(Saved entries)
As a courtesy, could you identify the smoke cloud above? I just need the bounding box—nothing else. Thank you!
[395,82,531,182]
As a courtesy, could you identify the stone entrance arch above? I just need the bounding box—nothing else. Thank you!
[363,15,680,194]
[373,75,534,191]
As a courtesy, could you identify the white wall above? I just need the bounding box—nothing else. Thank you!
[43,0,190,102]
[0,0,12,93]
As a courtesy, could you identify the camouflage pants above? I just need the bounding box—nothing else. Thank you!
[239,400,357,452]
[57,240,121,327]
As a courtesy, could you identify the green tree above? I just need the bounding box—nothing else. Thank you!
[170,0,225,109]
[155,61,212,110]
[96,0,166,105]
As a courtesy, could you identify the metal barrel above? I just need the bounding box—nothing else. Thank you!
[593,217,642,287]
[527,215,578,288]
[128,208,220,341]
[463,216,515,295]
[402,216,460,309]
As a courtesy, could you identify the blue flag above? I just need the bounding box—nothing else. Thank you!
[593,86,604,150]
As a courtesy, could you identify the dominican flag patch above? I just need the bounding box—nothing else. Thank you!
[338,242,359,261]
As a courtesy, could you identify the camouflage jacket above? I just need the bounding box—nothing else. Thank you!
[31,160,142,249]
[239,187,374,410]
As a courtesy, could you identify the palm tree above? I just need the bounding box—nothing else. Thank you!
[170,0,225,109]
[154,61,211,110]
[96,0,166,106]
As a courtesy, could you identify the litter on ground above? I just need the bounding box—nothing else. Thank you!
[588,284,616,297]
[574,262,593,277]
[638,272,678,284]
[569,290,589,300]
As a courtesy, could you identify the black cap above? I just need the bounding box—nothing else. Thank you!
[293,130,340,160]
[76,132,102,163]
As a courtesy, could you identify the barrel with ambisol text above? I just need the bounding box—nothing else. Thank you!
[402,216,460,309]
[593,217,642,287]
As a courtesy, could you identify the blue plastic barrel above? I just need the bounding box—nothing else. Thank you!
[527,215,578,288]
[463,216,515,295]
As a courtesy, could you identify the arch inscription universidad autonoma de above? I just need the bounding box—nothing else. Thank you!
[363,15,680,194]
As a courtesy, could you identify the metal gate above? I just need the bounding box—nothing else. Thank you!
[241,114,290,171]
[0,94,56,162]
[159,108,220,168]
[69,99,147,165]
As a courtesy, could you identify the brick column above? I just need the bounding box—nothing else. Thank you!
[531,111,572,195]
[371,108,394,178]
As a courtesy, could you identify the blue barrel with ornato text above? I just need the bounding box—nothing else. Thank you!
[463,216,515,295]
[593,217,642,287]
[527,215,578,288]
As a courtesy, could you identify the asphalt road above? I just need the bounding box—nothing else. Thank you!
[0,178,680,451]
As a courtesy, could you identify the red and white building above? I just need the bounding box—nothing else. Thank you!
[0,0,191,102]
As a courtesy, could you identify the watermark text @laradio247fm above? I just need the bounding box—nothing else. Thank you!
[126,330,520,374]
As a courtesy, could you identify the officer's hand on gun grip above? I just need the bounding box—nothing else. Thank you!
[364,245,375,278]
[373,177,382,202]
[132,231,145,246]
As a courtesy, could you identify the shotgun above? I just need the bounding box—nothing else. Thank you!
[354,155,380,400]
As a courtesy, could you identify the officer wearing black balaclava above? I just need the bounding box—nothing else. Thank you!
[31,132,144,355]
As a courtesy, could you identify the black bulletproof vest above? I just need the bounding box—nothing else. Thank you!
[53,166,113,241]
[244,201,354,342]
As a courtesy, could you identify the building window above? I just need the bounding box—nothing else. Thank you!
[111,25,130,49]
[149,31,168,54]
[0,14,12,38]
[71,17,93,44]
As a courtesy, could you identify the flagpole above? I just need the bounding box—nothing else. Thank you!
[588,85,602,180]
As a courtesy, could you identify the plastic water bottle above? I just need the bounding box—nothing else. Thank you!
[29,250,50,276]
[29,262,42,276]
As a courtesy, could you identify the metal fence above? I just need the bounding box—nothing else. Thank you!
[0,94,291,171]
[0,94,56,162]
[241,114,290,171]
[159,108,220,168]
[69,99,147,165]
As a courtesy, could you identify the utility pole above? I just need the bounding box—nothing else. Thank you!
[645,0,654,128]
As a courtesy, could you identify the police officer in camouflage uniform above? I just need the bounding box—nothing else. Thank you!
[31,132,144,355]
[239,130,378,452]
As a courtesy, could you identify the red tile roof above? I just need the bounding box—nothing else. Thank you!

...

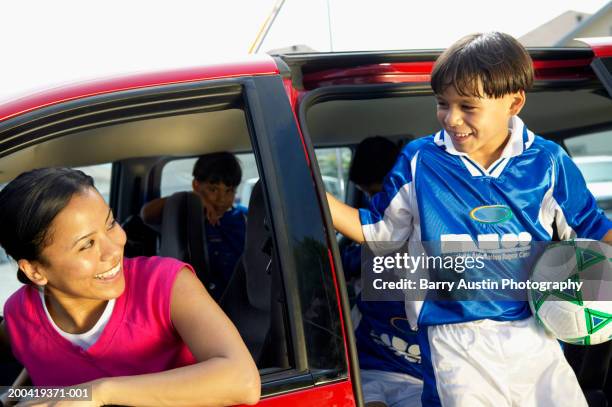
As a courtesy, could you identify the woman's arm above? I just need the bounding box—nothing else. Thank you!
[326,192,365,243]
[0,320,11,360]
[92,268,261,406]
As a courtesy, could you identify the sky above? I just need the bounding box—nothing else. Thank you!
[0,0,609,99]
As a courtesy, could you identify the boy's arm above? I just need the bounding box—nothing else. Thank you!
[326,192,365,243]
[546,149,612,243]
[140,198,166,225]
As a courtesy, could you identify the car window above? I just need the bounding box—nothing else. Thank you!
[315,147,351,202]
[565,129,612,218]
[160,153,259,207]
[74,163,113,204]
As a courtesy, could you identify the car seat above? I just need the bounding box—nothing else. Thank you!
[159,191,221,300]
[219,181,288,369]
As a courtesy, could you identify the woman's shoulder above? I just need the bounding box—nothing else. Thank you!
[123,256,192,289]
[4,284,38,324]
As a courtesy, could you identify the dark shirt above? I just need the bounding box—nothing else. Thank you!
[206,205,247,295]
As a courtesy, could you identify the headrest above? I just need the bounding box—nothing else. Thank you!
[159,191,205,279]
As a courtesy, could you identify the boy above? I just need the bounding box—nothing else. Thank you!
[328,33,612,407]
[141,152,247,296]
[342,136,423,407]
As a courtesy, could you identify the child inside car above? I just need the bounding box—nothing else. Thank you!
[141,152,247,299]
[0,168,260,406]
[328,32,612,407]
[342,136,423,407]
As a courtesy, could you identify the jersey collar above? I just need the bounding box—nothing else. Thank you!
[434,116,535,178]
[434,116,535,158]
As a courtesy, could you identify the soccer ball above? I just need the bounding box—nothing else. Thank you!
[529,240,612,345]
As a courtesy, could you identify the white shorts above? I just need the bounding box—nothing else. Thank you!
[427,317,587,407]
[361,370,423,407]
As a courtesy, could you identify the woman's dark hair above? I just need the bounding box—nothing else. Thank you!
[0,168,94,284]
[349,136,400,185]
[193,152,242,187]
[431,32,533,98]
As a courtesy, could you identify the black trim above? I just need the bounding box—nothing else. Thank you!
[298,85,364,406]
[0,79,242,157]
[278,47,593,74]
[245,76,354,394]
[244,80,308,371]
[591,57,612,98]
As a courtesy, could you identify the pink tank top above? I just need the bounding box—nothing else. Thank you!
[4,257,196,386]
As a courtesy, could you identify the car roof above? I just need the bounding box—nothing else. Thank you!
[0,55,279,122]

--

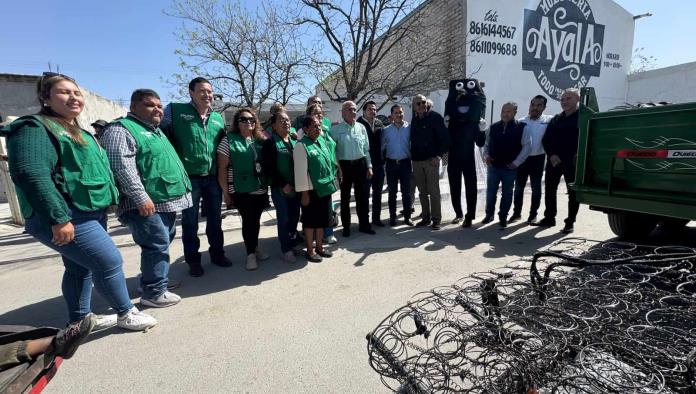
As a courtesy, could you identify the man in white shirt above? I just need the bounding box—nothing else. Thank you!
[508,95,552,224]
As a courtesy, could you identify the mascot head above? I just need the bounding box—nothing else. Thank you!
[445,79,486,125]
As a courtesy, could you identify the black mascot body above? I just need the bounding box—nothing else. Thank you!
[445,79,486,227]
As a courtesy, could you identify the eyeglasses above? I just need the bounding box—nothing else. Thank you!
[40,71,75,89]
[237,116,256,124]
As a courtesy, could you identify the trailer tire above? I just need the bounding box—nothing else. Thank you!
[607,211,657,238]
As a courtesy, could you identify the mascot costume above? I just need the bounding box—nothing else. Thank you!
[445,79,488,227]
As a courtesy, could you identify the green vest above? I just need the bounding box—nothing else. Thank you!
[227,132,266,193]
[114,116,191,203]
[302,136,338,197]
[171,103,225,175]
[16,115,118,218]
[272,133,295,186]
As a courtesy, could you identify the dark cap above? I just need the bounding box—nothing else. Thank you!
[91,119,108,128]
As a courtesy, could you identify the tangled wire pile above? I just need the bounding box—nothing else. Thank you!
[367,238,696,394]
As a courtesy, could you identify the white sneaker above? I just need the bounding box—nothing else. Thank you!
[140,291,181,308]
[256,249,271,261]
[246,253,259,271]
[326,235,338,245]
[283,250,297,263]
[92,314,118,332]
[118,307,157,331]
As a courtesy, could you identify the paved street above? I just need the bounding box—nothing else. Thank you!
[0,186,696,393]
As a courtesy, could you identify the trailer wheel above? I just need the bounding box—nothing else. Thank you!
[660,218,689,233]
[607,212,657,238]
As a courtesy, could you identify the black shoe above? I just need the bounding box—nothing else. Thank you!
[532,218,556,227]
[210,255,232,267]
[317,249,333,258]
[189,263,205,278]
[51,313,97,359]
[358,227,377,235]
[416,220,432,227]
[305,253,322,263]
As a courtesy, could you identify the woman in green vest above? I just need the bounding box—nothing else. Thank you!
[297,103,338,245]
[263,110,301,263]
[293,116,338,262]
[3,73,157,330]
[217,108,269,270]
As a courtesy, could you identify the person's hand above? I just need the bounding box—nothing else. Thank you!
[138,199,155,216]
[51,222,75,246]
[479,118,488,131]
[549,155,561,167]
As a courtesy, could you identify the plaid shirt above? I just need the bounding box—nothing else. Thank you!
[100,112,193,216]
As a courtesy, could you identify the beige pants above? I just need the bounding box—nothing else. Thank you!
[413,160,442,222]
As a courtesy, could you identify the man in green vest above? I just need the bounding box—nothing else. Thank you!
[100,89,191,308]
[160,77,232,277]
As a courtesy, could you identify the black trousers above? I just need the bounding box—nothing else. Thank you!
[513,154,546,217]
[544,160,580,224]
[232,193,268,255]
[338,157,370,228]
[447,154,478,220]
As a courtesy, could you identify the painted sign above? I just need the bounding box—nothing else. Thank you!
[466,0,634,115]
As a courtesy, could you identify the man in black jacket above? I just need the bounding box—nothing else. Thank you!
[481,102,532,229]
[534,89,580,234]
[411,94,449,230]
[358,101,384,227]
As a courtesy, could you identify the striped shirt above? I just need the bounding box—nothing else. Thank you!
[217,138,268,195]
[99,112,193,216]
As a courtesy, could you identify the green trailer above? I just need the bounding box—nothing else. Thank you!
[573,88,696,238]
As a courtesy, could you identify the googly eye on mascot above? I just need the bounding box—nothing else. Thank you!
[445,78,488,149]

*Problem to solve*
Put the rows from the line containing "As a courtesy, could you identify the person's" through the line containing "[413,160,442,222]" into a numbered list, skipping any blank lines.

*Output*
1. As a courtesy, could you identify the person's hand above? I just need the bounding box—nothing else. Thank you!
2. [138,199,155,216]
3. [51,222,75,246]
4. [479,118,488,131]
5. [549,155,561,167]
6. As a courtesy, could you identify the plaid shirt above? I just need the bounding box—nothing else. Thank you!
7. [100,112,193,216]
8. As a courtesy, could you identify the beige pants above? I just need the bounding box—nothing else. Thank you!
9. [413,160,442,222]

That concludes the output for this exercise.